Mi relación con el silencio siempre ha sido complicada. Desde niño he tenido facilidad para la conversación. En buena medida, me viene de familia, aunque también de mis amigos del colegio, con los que hablar en los portales era nuestro pasatiempo favorito y el único deporte en el que destacábamos. Una discusión para decidir una fiesta de fin de año se convertía en el Debate de la Nación, poniendo a prueba todos nuestros recursos de oratoria. Desde siempre he sido preguntón, convencido de que cada persona lleva dentro una historia y que encontrarla depende de la habilidad para formular las preguntas adecuadas. Por regla general, compruebo que a la gente le gusta que me interese por su vida, aunque no siempre es así. En más de una ocasión me he llevado un buen corte por meterme donde no me llaman y en otras, tengo que admitir que pregunto más de lo que soy capaz de escuchar. Cuando trabajaba como periodista, si el entrevistado me aburría, le dejaba hablar y me limitaba a repetir sus tres últimas palabras, un truco infalible para convencer a alguien de que le prestas atención. Supongo que, en ocasiones, preguntar es solo mi manera de evitar un silencio incómodo.

[Tarea A] Indica si cada afirmación concuerda con el fragmento sobre el silencio: (i) quien narra y sus amigos del colegio destacaban en varios deportes; (ii) como periodista, ante un entrevistado aburrido, repetía sus tres últimas palabras; (iii) a la gente siempre le gusta que se interese por su vida. Responde sí o no a cada una y cita las palabras del fragmento que lo deciden.

[Datos sin procesar]

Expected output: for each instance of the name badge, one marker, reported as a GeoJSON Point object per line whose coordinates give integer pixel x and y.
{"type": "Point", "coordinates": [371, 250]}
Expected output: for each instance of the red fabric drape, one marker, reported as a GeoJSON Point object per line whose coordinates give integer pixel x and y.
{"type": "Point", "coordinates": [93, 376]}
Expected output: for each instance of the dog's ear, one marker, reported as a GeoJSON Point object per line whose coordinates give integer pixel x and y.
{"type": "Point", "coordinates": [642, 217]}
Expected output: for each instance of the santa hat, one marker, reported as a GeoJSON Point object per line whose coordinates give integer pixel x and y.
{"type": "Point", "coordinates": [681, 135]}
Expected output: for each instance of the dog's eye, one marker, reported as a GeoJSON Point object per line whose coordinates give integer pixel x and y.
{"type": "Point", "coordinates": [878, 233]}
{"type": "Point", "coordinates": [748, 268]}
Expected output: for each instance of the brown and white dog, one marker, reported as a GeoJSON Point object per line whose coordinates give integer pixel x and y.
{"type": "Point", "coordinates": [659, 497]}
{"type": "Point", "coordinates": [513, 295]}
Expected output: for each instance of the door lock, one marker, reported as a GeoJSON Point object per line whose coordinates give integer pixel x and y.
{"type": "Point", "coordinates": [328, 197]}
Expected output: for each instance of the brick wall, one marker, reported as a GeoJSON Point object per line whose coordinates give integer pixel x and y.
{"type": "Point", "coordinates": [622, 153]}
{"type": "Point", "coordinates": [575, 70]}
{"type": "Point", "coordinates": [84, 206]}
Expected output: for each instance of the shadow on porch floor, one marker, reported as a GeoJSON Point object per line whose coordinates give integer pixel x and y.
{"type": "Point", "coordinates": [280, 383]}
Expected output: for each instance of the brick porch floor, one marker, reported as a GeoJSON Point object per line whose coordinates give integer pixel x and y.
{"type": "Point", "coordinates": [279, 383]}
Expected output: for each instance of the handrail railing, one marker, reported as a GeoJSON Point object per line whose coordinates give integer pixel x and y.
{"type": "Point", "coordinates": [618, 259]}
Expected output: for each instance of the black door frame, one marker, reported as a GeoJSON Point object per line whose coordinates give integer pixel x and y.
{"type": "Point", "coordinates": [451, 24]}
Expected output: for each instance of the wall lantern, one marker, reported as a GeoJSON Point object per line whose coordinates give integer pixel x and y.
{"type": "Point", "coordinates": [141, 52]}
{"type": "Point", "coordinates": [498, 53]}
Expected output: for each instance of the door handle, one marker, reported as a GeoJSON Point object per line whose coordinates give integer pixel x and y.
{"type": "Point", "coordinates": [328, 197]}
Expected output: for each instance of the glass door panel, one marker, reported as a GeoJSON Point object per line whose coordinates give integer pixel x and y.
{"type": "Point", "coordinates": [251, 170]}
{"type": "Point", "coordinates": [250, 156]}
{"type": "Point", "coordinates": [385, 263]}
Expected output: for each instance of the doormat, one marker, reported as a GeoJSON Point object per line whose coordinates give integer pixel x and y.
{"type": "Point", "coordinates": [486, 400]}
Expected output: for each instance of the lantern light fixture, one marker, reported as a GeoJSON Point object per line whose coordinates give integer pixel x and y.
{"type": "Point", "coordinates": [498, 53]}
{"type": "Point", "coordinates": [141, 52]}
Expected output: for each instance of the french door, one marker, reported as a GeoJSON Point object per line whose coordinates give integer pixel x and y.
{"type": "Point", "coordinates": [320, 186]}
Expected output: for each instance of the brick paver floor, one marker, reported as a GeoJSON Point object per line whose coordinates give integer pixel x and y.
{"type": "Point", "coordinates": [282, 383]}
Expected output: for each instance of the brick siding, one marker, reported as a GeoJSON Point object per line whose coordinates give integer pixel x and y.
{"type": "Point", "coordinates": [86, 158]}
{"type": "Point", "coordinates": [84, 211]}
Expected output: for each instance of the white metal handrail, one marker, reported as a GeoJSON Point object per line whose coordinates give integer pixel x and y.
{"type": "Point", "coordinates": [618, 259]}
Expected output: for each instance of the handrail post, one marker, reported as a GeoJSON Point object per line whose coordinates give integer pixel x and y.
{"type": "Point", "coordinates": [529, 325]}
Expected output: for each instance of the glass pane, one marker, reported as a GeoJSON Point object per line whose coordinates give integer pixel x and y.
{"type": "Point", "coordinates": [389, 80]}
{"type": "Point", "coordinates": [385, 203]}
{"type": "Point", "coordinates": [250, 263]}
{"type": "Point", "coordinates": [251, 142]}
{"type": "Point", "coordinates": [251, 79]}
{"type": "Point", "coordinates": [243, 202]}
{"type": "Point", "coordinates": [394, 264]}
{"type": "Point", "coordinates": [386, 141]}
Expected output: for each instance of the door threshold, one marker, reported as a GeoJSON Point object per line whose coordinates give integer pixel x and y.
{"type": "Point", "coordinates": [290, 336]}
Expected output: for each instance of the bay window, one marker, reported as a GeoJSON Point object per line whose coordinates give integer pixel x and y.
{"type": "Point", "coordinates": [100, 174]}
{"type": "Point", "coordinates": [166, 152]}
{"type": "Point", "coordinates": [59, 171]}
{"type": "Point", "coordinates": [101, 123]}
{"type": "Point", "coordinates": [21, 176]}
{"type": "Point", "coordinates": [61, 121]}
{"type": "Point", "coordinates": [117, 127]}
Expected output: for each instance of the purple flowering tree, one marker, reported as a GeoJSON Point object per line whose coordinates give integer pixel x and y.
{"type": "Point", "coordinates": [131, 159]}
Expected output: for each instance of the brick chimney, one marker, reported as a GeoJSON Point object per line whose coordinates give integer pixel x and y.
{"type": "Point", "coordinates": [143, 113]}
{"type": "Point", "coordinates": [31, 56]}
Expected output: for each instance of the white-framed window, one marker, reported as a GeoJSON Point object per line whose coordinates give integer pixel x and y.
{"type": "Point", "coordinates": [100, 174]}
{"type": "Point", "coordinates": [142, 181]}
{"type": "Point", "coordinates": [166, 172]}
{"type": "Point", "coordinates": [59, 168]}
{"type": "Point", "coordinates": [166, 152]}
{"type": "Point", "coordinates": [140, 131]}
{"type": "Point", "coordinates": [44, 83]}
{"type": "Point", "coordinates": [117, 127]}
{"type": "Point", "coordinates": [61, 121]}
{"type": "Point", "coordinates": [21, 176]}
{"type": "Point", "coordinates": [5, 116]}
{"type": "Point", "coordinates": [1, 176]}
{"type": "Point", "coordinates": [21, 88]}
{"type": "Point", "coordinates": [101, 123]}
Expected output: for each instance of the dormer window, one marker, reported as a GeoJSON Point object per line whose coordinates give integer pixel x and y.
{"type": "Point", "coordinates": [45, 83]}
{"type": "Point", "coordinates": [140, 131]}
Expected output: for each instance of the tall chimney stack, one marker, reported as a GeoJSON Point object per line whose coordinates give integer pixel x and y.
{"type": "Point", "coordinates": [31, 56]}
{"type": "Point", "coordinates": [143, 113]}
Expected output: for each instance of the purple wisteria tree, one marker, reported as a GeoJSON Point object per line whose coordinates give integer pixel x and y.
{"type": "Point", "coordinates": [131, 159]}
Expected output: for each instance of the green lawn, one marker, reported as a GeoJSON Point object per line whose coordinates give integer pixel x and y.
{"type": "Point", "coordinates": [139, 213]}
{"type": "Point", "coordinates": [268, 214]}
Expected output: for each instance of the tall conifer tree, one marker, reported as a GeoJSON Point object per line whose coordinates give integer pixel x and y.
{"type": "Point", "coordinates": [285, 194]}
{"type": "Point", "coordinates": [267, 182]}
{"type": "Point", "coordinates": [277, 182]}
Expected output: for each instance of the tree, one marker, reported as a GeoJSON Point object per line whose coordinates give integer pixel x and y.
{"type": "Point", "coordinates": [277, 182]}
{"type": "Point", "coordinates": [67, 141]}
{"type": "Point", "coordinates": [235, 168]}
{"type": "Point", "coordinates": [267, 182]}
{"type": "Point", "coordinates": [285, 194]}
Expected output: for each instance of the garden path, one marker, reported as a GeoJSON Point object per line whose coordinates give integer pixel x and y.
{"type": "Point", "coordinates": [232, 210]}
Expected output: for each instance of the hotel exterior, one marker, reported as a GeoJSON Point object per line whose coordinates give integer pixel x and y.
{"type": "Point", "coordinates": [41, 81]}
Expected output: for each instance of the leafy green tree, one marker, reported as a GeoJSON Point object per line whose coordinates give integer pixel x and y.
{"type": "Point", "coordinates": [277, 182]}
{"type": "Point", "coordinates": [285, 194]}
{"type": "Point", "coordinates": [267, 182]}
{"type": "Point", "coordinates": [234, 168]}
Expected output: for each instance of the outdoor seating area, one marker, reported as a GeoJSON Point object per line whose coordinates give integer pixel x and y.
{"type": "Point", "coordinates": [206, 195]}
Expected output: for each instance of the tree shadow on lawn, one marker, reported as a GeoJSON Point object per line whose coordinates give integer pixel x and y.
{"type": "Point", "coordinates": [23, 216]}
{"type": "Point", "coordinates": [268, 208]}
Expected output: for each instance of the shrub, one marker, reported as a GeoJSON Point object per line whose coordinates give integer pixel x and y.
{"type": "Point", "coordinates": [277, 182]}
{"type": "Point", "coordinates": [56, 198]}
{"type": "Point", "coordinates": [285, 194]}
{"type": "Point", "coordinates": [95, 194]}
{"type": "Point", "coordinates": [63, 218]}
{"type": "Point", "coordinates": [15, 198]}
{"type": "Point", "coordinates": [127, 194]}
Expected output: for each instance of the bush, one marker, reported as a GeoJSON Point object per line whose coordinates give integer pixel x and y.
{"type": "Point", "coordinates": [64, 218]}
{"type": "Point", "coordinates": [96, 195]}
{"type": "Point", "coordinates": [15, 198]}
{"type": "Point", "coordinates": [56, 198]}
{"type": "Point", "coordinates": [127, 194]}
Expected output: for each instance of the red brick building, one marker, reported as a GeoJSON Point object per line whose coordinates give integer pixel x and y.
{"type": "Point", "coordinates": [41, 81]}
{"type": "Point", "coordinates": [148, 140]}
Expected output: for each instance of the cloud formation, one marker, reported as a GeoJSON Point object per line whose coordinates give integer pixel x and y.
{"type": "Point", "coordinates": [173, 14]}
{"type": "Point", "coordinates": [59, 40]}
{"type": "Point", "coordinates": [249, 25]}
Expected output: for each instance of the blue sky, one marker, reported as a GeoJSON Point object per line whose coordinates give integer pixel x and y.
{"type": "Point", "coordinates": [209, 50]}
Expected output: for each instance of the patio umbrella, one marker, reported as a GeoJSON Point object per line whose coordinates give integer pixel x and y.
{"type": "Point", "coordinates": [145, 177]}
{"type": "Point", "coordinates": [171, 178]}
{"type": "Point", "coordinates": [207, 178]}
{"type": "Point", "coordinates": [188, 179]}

[Tarea B] Extrae sin ningún cambio el tramo de las filas que va desde la línea que contiene "Expected output: for each instance of the patio" hasta el final de las filas, ambos extremos incluidos.

[Respuesta correcta A]
(i) No: "hablar en los portales era nuestro pasatiempo favorito y el único deporte en el que destacábamos".
(ii) Sí: "si el entrevistado me aburría, le dejaba hablar y me limitaba a repetir sus tres últimas palabras".
(iii) No: "Por regla general, compruebo que a la gente le gusta que me interese por su vida, aunque no siempre es así".

[Respuesta correcta B]
Expected output: for each instance of the patio umbrella, one marker, reported as a GeoJSON Point object per line whose coordinates give integer pixel x and y.
{"type": "Point", "coordinates": [145, 177]}
{"type": "Point", "coordinates": [171, 178]}
{"type": "Point", "coordinates": [207, 178]}
{"type": "Point", "coordinates": [188, 179]}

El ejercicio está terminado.